_Source document_
— Begin —
The opposite of poor listening is active listening. Active listening techniques involve paying close attention to someone’s words and productively engaging with them.

We can break down active listening into two components:

  • Attention involves holding eye contact, mirroring the speaker’s body language, nodding, and showing an interest in what they’re saying.
  • Reflection is about internalizing then repeating what the speaker said to show you truly understand what they’re telling you.

Active listeners also show their curiosity by asking questions and giving the speaker plenty of time to respond. The goal is to gather information so you can help them in the best way possible.

How to improve listening skills

Becoming a good listener is difficult. But with mindfulness and tact, you can learn to properly engage in what others are saying. 


Here are some listening skills examples you can work on.

1. Face the speaker and maintain eye contact

Eye contact is an essential listening skill in communication because it indicates where your attention is focused. If you’re looking away from the speaker, you’re signaling that you don’t care about their words — even if you’re still listening intently with your ears. Maintaining eye contact lets them know you’re an attentive listener who is open to what they have to say.

2. Keep an open mind

Avoid mentally criticizing the other person or assuming you know what they mean. You don’t know what they’ll say next, and those additional few words could completely change your understanding of the issue or topic. Let them finish speaking before jumping to conclusions.

3. Visualize what the speaker is saying

About 65% of people are visual learners. If you’re one of them, visualizing the speaker's words help you focus. If a client is requesting a change to the product design, imagining the improvement can help you track what they’re trying to convey.

4. Don’t pre-emptively impose solutions

If you're pressed for time and a colleague needs help, it's tempting to pitch solutions before hearing the scope of their issue. In your head, a quick response will help you move on to your other important tasks. 

But this puts you at risk of making mistakes. You’ll suggest an action plan based on incomplete information, leading to bigger problems down the road. It’s more productive to either take the time to listen or suggest scheduling a longer meeting, so you can give this issue the attention it deserves.


5. Wait for a pause before asking questions

Asking questions is a clear sign of engagement. It shows you’re listening closely and engaging with their ideas. But if you need clarification on something, wait for a break in their flow of words. Otherwise, you risk being rude and interrupting their train of thought.
— End —
_Dataset rows_
— Begin —
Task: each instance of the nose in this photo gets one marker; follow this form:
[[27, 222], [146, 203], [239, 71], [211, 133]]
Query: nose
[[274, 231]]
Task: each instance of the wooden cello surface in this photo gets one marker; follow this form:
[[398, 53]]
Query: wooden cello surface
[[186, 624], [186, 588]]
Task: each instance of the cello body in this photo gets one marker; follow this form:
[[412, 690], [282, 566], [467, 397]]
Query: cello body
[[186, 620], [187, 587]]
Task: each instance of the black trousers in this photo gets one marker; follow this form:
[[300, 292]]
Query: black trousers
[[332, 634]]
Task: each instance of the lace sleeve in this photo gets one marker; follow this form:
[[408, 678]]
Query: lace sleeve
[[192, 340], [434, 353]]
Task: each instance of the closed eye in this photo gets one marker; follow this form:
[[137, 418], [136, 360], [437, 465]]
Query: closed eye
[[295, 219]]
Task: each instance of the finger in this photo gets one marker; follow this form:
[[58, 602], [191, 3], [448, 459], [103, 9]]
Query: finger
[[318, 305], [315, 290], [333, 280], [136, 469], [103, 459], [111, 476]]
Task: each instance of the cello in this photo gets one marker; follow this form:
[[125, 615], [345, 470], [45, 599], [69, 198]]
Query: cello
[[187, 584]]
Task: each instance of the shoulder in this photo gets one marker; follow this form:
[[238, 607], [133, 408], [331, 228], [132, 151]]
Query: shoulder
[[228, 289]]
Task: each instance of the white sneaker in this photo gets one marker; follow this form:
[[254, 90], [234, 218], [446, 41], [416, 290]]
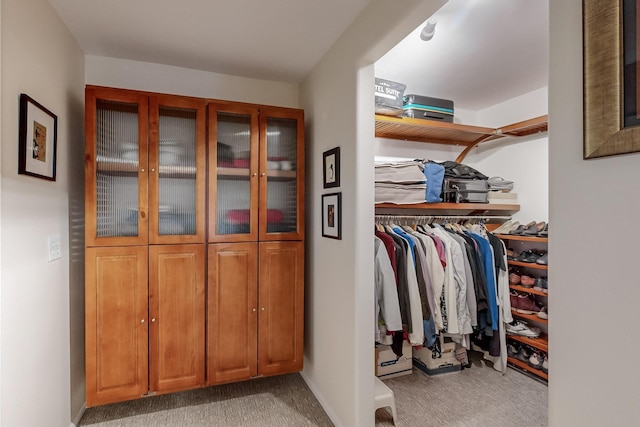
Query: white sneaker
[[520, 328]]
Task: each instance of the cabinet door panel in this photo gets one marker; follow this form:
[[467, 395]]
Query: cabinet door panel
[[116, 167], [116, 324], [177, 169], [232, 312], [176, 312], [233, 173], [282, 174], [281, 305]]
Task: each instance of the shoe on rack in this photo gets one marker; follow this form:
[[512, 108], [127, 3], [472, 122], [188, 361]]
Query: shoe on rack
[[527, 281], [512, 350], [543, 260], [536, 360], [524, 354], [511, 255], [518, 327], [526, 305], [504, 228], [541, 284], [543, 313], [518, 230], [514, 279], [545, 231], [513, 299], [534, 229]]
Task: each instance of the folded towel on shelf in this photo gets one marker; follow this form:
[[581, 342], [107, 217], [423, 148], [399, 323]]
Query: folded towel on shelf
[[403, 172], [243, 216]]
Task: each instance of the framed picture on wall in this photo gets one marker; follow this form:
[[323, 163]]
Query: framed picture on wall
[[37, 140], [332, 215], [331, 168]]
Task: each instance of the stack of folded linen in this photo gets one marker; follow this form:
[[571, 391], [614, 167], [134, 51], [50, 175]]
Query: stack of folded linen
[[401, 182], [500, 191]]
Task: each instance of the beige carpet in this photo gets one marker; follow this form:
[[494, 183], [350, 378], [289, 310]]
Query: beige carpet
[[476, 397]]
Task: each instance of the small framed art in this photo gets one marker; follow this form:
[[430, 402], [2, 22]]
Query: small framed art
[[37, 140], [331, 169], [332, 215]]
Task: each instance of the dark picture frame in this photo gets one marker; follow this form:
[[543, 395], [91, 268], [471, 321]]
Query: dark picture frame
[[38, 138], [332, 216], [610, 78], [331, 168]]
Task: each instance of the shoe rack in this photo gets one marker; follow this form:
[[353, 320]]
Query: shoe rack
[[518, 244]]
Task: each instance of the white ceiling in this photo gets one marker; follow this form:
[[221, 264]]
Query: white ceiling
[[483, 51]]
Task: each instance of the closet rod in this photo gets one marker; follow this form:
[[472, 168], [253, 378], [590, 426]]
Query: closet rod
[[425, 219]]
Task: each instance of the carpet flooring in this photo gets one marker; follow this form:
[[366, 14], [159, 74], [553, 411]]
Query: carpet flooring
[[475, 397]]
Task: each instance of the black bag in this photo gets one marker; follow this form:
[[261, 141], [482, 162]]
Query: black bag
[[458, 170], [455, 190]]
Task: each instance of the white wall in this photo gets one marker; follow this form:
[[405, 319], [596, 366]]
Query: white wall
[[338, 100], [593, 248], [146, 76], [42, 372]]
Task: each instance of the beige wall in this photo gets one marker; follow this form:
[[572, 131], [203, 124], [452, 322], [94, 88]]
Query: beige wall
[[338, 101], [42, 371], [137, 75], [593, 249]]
— End —
_Exercise goal_
List every numbered tip heading in the listening text above.

_Response_
1. Face the speaker and maintain eye contact
2. Keep an open mind
3. Visualize what the speaker is saying
4. Don't pre-emptively impose solutions
5. Wait for a pause before asking questions